> [Work to complete]
The records beneath should be restated word for word.

> [Exercise material]
----------
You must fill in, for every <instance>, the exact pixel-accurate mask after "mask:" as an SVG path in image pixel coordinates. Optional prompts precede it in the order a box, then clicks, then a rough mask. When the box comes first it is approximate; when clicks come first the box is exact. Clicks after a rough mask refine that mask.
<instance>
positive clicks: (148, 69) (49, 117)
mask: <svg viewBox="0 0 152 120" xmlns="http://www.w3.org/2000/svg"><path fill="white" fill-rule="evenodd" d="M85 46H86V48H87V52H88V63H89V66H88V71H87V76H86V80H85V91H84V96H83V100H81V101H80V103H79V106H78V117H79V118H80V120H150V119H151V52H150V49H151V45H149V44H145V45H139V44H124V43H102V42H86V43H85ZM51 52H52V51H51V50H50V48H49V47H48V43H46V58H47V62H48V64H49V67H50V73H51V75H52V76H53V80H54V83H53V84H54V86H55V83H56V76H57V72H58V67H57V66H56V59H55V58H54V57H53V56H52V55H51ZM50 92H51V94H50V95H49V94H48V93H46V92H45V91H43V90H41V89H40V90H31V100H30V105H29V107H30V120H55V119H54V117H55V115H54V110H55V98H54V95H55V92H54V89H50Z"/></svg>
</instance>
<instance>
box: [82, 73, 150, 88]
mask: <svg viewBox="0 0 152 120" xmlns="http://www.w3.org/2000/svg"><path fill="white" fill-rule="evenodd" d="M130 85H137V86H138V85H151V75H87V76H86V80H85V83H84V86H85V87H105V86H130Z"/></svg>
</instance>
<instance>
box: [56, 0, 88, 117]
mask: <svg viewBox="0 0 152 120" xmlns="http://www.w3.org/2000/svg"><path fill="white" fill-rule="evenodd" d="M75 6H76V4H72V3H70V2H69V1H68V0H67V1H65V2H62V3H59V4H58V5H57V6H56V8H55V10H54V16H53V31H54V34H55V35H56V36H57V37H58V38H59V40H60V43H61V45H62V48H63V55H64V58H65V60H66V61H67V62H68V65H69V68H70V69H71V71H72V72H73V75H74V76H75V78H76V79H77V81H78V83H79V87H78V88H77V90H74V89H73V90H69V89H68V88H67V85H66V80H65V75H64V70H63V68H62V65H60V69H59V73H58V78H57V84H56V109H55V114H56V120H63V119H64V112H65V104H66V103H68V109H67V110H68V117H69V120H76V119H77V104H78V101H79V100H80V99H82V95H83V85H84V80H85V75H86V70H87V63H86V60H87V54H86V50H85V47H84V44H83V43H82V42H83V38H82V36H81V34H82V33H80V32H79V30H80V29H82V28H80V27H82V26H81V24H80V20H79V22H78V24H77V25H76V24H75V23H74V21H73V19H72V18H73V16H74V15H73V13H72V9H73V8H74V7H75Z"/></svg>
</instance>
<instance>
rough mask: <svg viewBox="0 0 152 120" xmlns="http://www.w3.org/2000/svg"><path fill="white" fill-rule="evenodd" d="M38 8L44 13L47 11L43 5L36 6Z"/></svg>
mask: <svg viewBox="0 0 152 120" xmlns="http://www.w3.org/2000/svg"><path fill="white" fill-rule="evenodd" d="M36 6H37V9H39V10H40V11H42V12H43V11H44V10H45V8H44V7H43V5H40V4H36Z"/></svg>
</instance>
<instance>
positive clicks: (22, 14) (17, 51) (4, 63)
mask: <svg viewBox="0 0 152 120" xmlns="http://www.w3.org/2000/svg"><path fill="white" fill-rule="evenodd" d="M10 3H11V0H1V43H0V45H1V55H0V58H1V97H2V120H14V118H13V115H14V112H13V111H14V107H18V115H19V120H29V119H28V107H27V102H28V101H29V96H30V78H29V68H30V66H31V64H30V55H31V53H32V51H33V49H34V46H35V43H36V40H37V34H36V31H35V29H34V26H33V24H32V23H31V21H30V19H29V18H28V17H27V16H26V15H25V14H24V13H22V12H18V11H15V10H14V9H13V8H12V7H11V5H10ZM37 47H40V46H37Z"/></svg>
----------
> [Exercise answer]
You must fill in, for every <instance>, the exact pixel-accurate mask after "mask:" as an SVG path in image pixel coordinates. Optional prompts precede it in the order a box, then clicks, then a rough mask. When the box comes first it is approximate; when clicks come first the box is exact. Clicks after a rough mask refine that mask.
<instance>
positive clicks: (148, 69) (49, 117)
mask: <svg viewBox="0 0 152 120" xmlns="http://www.w3.org/2000/svg"><path fill="white" fill-rule="evenodd" d="M85 46H86V48H87V52H88V63H89V66H88V71H87V76H86V80H85V91H84V96H83V100H81V101H80V103H79V106H78V117H79V118H80V120H150V119H151V52H150V49H151V45H149V44H145V45H139V44H124V43H102V42H86V43H85ZM51 52H52V51H51V50H50V48H49V47H48V43H46V58H47V62H48V64H49V67H50V73H51V75H52V76H53V80H54V83H53V84H54V86H55V83H56V76H57V72H58V67H57V66H56V59H55V58H54V57H53V56H52V55H51ZM50 92H51V94H50V95H49V94H48V93H46V92H45V91H43V90H41V89H40V90H31V100H30V105H29V107H30V120H55V119H54V117H55V115H54V110H55V98H54V95H55V92H54V89H50Z"/></svg>
</instance>
<instance>
box: [82, 73, 150, 88]
mask: <svg viewBox="0 0 152 120" xmlns="http://www.w3.org/2000/svg"><path fill="white" fill-rule="evenodd" d="M130 85H137V86H138V85H151V75H87V76H86V80H85V83H84V86H85V87H105V86H130Z"/></svg>
</instance>
<instance>
box: [56, 0, 88, 117]
mask: <svg viewBox="0 0 152 120" xmlns="http://www.w3.org/2000/svg"><path fill="white" fill-rule="evenodd" d="M75 6H76V4H72V3H70V2H69V1H68V0H67V1H65V2H62V3H59V4H58V5H57V6H56V8H55V10H54V16H53V31H54V34H55V35H56V36H57V37H58V38H59V40H60V43H61V45H62V48H63V55H64V58H65V60H66V61H67V62H68V65H69V68H70V69H71V71H72V72H73V75H74V76H75V78H76V79H77V81H78V83H79V87H78V88H77V90H74V89H73V90H69V89H68V88H67V85H66V80H65V75H64V70H63V68H62V65H60V69H59V73H58V78H57V84H56V109H55V114H56V120H63V119H64V112H65V104H66V103H68V109H67V110H68V117H69V120H76V119H77V104H78V101H79V100H80V99H82V95H83V85H84V80H85V75H86V70H87V63H86V60H87V54H86V50H85V47H84V44H83V43H82V42H83V38H82V36H81V34H82V33H80V32H79V30H80V29H82V28H80V27H82V26H81V24H80V20H79V22H78V24H77V25H76V24H75V23H74V21H73V19H72V18H73V16H74V15H73V13H72V9H73V8H74V7H75Z"/></svg>
</instance>
<instance>
rough mask: <svg viewBox="0 0 152 120" xmlns="http://www.w3.org/2000/svg"><path fill="white" fill-rule="evenodd" d="M38 8L44 13L47 11L43 5L36 6Z"/></svg>
mask: <svg viewBox="0 0 152 120" xmlns="http://www.w3.org/2000/svg"><path fill="white" fill-rule="evenodd" d="M36 6H37V9H39V10H40V11H42V12H43V11H44V10H45V8H44V7H43V5H40V4H36Z"/></svg>
</instance>
<instance>
positive clicks: (22, 14) (17, 51) (4, 63)
mask: <svg viewBox="0 0 152 120" xmlns="http://www.w3.org/2000/svg"><path fill="white" fill-rule="evenodd" d="M10 3H11V0H1V43H0V45H1V55H0V58H1V97H2V120H14V118H13V115H14V112H13V111H14V107H18V115H19V120H29V119H28V107H27V102H28V101H29V96H30V78H29V68H30V66H31V64H30V55H31V53H32V51H33V49H34V46H35V43H36V40H37V34H36V31H35V29H34V26H33V24H32V23H31V21H30V19H29V18H28V17H27V16H26V15H25V14H24V13H22V12H18V11H15V10H14V9H13V8H12V7H11V5H10ZM37 47H40V46H37Z"/></svg>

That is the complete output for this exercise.